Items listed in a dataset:
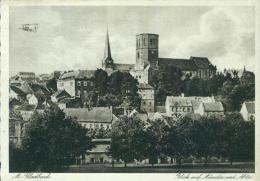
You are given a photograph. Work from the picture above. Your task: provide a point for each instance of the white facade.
(32, 99)
(181, 105)
(246, 114)
(141, 75)
(67, 85)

▸ EXERCISE REQUIREMENTS
Could you reproduce the data above exactly, without its pictures?

▸ YOUR RESPONSE
You are given a photograph. Work from the picture above. Your task: provide a point for each instance of the white facade.
(32, 99)
(181, 105)
(246, 114)
(141, 75)
(67, 85)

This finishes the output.